> _Written problem_: Reproduce every line of the records below verbatim, omitting the pictures from your reproduction.

--- start Data shown ---

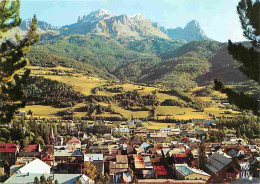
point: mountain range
(102, 22)
(136, 49)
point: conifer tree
(248, 58)
(13, 59)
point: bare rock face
(191, 32)
(103, 22)
(43, 26)
(106, 23)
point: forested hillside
(172, 63)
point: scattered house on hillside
(184, 172)
(48, 159)
(198, 122)
(73, 143)
(210, 123)
(245, 170)
(36, 166)
(61, 178)
(63, 154)
(8, 152)
(122, 131)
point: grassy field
(219, 112)
(85, 84)
(129, 114)
(81, 84)
(163, 96)
(180, 113)
(41, 110)
(152, 125)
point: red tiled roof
(73, 140)
(47, 158)
(8, 148)
(188, 151)
(185, 139)
(179, 155)
(31, 148)
(160, 170)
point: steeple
(201, 160)
(51, 136)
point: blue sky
(218, 18)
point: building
(8, 152)
(36, 166)
(61, 178)
(32, 150)
(198, 122)
(119, 166)
(73, 143)
(167, 130)
(184, 172)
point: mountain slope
(105, 23)
(224, 68)
(192, 32)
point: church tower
(201, 161)
(51, 136)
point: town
(128, 152)
(113, 91)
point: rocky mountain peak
(44, 26)
(96, 16)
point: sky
(218, 18)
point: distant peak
(96, 15)
(137, 15)
(193, 23)
(102, 12)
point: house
(123, 140)
(8, 152)
(32, 150)
(63, 154)
(59, 141)
(120, 165)
(167, 130)
(180, 158)
(148, 173)
(221, 167)
(160, 171)
(73, 143)
(122, 131)
(60, 178)
(210, 123)
(245, 170)
(157, 137)
(20, 113)
(184, 172)
(199, 122)
(95, 159)
(147, 162)
(48, 159)
(36, 166)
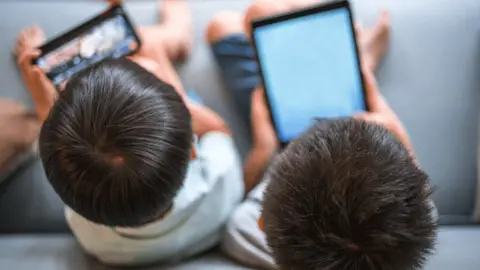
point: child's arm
(244, 241)
(205, 120)
(264, 142)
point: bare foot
(177, 18)
(42, 90)
(373, 42)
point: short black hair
(348, 195)
(116, 144)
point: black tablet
(108, 35)
(310, 67)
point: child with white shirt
(147, 174)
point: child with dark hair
(347, 194)
(146, 173)
(356, 199)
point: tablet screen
(112, 37)
(310, 70)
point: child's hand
(263, 133)
(205, 120)
(18, 130)
(380, 111)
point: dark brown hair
(116, 144)
(348, 195)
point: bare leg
(173, 34)
(42, 90)
(372, 42)
(167, 42)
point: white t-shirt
(213, 188)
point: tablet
(310, 67)
(108, 35)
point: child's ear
(260, 224)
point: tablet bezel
(320, 8)
(74, 33)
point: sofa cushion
(61, 252)
(457, 248)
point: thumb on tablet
(375, 100)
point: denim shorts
(236, 59)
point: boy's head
(348, 195)
(116, 144)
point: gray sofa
(430, 76)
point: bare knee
(224, 24)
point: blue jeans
(236, 58)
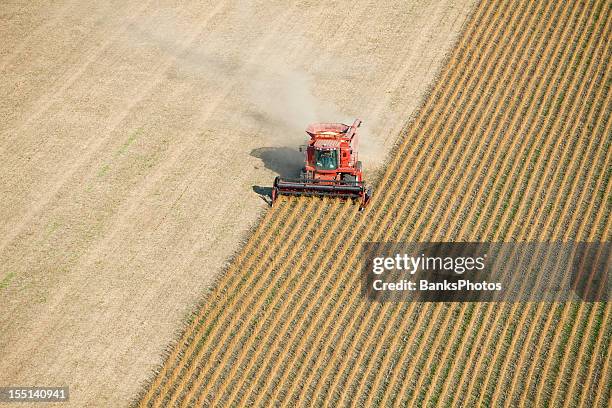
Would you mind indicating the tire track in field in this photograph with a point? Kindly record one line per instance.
(334, 348)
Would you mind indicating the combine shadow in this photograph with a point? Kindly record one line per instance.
(265, 193)
(284, 161)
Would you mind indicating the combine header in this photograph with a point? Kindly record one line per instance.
(331, 165)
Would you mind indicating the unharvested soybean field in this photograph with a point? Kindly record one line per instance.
(132, 137)
(512, 145)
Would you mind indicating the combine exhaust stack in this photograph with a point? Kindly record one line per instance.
(331, 165)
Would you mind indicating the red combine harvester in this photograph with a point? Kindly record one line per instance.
(331, 167)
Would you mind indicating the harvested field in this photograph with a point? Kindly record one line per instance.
(132, 136)
(513, 144)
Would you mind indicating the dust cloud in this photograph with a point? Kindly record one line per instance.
(276, 96)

--- end Data shown ---

> _Solution for this task_:
point: mountain range
(102, 22)
(136, 49)
point: conifer tree
(248, 58)
(13, 59)
point: bare rock face
(191, 32)
(103, 22)
(43, 26)
(106, 23)
point: forested hillside
(172, 63)
point: scattered house on hillside
(184, 172)
(48, 159)
(198, 122)
(73, 143)
(210, 123)
(245, 170)
(36, 166)
(61, 178)
(63, 154)
(8, 152)
(122, 131)
point: grassy field
(219, 112)
(85, 84)
(129, 114)
(81, 84)
(163, 96)
(180, 113)
(41, 110)
(152, 125)
point: red tiled roof
(73, 140)
(47, 158)
(8, 148)
(188, 151)
(185, 139)
(179, 155)
(31, 148)
(160, 170)
point: steeple
(201, 160)
(51, 136)
point: blue sky
(218, 18)
point: building
(8, 152)
(36, 166)
(61, 178)
(32, 150)
(198, 122)
(119, 166)
(73, 143)
(167, 130)
(184, 172)
point: mountain slope
(105, 23)
(224, 68)
(192, 32)
point: church tower
(201, 161)
(51, 136)
point: town
(128, 152)
(113, 91)
point: rocky mountain peak
(44, 26)
(96, 16)
point: sky
(218, 18)
point: distant peak
(96, 15)
(137, 15)
(193, 23)
(102, 12)
point: house
(123, 140)
(8, 152)
(32, 150)
(63, 154)
(59, 141)
(120, 165)
(167, 130)
(180, 158)
(148, 173)
(221, 167)
(160, 171)
(73, 143)
(122, 131)
(60, 178)
(210, 123)
(245, 170)
(157, 137)
(20, 113)
(184, 172)
(199, 122)
(95, 159)
(147, 162)
(48, 159)
(36, 166)
point: child's arm
(244, 241)
(205, 120)
(264, 142)
point: bare foot
(177, 18)
(42, 90)
(373, 42)
point: short black hair
(348, 195)
(116, 144)
point: black tablet
(108, 35)
(310, 67)
point: child with white shirt
(147, 174)
point: child with dark hair
(347, 194)
(146, 173)
(356, 199)
point: tablet screen
(112, 37)
(310, 70)
point: child's hand
(263, 133)
(205, 120)
(18, 130)
(380, 111)
point: dark brown hair
(116, 144)
(348, 195)
point: bare leg
(173, 34)
(42, 90)
(372, 42)
(167, 42)
point: white t-shirt
(213, 188)
point: tablet
(310, 67)
(108, 35)
point: child's ear
(260, 224)
point: tablet bezel
(320, 8)
(74, 33)
point: sofa cushion
(61, 252)
(457, 248)
point: thumb on tablet
(375, 100)
point: denim shorts
(236, 59)
point: boy's head
(348, 195)
(116, 144)
point: gray sofa
(430, 76)
point: bare knee
(224, 24)
point: blue jeans
(236, 58)
Would you mind indicating the tire track in field in this photograph with a point? Kindly record one line per instance.
(334, 348)
Would you mind indicating the combine shadow in this photograph with a point? Kindly record one line per instance.
(265, 193)
(284, 161)
Would you mind indicating the combine header in this photograph with a point? Kindly record one line per instance.
(331, 165)
Would you mind indicating the unharvested soybean field in this photograph with a point? Kindly record one line per instance.
(132, 137)
(512, 145)
Would you mind indicating the combine exhaust stack in this photograph with a point? Kindly record one line per instance.
(331, 165)
Would you mind indicating the red combine harvester in this photograph with a point? Kindly record one line per instance.
(331, 167)
Would you mind indicating the harvested field in this photograph with a point? Kindly record one line per instance.
(132, 136)
(513, 144)
Would you mind indicating the dust cloud in this photograph with a point? Kindly record one line per instance.
(276, 96)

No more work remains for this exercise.